* Job
Rewrite the data from the line containing "Point out every instance of the overturned" through the end, substituting "rescue worker" for "firefighter" and leaving everything else unchanged.

* The data
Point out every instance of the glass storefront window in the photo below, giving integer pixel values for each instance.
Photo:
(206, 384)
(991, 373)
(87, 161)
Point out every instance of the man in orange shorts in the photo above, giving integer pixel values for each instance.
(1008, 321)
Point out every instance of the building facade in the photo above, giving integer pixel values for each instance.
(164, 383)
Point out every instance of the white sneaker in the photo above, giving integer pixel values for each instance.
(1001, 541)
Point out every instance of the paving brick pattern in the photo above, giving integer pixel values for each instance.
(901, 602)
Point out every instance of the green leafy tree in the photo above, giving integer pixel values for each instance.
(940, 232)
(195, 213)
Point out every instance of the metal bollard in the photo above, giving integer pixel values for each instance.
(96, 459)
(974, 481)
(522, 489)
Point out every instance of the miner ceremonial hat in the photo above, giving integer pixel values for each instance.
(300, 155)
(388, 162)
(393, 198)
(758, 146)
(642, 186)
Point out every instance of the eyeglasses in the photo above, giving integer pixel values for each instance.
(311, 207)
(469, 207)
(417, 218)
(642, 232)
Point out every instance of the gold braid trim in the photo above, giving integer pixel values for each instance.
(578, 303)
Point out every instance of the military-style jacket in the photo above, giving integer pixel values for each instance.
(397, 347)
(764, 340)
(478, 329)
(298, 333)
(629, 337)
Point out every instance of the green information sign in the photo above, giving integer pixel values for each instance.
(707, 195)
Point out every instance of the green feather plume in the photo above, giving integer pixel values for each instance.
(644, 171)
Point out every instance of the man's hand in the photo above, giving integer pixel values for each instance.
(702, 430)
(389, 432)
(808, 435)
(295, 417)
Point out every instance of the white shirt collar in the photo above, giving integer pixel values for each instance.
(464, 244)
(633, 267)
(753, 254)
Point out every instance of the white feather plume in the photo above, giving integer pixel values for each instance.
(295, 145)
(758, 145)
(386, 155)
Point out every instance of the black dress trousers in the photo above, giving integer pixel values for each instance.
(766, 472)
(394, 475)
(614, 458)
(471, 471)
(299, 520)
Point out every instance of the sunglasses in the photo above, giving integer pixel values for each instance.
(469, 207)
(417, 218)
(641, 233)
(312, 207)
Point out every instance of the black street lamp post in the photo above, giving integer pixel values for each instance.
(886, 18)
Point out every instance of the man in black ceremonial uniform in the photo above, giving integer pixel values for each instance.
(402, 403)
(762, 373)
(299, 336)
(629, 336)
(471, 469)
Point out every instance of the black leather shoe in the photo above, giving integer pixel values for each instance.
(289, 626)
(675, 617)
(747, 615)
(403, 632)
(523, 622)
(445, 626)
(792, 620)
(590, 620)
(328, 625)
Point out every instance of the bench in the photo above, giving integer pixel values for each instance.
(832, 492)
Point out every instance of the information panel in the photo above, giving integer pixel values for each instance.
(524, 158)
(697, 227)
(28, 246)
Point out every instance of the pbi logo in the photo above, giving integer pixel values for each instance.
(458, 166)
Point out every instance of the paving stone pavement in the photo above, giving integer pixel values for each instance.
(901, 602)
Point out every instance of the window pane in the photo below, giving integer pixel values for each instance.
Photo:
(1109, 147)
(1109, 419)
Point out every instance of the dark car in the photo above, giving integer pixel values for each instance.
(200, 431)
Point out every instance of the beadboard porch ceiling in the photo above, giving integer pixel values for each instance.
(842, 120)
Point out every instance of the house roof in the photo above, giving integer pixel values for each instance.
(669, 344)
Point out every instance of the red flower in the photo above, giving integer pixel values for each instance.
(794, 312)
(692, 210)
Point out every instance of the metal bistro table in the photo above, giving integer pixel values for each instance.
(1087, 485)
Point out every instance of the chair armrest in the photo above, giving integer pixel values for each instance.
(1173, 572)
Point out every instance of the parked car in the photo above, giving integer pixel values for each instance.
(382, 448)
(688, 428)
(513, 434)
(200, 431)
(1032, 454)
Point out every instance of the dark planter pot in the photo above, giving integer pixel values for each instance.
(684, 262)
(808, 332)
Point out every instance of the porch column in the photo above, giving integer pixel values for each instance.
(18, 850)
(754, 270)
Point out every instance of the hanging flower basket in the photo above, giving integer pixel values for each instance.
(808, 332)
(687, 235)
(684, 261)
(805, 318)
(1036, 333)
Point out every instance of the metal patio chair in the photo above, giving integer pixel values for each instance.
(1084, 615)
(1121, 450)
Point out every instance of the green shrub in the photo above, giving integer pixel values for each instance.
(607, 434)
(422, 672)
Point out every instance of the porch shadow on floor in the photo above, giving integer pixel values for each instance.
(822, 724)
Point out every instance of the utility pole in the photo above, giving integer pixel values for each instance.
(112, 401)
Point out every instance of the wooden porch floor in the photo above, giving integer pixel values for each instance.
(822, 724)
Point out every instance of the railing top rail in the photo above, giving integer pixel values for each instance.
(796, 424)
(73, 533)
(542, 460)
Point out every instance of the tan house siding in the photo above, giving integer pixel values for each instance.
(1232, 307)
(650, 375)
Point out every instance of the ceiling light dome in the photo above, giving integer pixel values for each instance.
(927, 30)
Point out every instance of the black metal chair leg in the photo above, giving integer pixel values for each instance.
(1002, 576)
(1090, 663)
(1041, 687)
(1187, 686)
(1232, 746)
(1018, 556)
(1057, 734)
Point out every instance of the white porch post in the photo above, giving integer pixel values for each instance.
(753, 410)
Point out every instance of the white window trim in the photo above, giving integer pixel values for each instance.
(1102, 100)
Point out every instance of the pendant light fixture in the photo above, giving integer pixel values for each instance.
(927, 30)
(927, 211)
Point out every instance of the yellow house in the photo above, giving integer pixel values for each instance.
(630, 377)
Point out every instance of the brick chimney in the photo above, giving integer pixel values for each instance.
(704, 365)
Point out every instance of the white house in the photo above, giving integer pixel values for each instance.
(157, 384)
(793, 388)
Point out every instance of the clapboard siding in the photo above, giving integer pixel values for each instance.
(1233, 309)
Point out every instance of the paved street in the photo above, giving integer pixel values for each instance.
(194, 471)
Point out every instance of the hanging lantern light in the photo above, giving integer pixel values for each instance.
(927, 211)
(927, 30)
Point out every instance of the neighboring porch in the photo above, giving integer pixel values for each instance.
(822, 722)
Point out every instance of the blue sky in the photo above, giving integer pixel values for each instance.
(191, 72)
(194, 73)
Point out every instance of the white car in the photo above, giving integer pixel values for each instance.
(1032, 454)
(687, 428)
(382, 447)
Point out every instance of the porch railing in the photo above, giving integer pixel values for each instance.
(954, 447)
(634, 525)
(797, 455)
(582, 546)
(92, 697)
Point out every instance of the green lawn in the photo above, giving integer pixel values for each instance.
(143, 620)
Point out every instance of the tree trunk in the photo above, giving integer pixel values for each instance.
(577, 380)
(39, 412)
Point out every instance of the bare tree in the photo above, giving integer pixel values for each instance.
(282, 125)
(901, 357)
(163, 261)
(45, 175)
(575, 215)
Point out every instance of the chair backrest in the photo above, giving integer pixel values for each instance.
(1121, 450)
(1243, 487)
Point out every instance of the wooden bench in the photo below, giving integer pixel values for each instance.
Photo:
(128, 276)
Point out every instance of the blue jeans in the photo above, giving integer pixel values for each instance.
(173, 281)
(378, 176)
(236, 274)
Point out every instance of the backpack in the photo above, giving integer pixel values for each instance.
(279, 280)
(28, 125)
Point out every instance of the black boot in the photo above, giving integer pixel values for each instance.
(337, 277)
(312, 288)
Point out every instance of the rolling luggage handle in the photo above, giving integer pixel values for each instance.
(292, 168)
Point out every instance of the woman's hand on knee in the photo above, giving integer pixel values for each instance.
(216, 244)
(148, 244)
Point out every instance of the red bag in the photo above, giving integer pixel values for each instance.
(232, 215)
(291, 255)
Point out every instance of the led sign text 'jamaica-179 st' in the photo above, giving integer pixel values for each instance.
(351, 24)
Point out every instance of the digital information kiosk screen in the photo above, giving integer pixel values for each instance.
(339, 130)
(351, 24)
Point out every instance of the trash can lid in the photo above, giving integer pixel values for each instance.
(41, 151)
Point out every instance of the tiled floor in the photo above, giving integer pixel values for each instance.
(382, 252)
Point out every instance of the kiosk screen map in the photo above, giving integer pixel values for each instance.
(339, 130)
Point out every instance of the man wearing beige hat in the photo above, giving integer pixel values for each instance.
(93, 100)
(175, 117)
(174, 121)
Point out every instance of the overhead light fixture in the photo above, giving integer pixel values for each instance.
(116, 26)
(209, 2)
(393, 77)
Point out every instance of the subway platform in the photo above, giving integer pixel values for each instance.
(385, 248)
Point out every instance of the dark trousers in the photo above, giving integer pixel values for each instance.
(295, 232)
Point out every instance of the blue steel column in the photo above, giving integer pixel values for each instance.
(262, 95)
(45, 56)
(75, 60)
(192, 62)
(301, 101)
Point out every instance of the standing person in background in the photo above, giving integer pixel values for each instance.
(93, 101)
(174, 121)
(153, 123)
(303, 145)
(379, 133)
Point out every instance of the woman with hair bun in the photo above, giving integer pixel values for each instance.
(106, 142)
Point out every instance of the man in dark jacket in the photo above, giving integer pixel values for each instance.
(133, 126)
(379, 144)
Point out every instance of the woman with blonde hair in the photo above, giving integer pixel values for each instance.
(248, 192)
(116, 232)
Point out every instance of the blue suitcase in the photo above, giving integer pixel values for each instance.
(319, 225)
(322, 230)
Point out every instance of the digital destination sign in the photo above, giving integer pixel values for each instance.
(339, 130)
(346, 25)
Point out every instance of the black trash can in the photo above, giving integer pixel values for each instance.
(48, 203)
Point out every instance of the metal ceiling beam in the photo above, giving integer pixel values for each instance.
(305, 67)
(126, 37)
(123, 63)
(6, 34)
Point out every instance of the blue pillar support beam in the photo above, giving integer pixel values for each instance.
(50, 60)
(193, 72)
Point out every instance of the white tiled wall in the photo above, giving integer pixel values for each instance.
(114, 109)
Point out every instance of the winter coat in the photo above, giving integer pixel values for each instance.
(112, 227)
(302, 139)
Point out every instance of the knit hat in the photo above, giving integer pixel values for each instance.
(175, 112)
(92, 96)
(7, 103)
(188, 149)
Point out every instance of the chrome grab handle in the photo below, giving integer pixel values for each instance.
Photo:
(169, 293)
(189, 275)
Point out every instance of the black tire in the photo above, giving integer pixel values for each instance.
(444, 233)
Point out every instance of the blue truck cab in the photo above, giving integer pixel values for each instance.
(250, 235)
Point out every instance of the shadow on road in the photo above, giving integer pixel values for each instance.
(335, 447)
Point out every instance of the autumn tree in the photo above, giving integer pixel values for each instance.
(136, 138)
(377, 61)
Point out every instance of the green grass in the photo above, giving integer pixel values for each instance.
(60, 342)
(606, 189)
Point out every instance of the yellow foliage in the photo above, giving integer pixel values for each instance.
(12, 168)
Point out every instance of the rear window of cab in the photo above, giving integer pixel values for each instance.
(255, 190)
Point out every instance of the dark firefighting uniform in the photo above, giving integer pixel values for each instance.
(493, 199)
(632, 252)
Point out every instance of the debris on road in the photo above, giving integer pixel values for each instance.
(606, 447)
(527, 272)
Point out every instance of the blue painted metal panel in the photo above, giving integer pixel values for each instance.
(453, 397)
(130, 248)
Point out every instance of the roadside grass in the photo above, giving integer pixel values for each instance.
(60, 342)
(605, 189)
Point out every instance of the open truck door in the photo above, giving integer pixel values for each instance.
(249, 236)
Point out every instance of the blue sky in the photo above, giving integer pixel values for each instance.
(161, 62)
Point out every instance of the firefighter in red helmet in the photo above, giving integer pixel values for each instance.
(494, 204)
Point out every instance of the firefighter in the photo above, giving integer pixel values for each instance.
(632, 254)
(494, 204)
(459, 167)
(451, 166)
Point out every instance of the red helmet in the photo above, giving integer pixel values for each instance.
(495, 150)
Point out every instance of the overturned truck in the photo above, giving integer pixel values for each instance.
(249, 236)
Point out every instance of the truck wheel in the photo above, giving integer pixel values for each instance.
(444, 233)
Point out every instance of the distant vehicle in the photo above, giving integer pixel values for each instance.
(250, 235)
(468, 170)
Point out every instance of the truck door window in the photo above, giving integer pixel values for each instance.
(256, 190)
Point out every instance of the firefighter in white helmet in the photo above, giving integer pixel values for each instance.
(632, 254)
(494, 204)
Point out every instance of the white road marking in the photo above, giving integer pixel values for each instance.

* Problem solution
Point out every instance of the overturned truck in the photo above, giving integer pixel values for each instance.
(249, 236)
Point out every instance of the truck wheel in the photo above, giving integer pixel values for each instance.
(444, 233)
Point out every instance of the distant vehicle in the photo above, giving integer pixel values for each instance.
(250, 235)
(468, 170)
Point out every instance of the truck door window in the photo above, giving integer pixel values for each instance.
(256, 190)
Point out every instance of the rescue worker in white helmet in the photo above, giving integer pixel values for each instance.
(632, 254)
(494, 204)
Point out every instance of the white road marking in the photo above, giving integer pixel values for each instance.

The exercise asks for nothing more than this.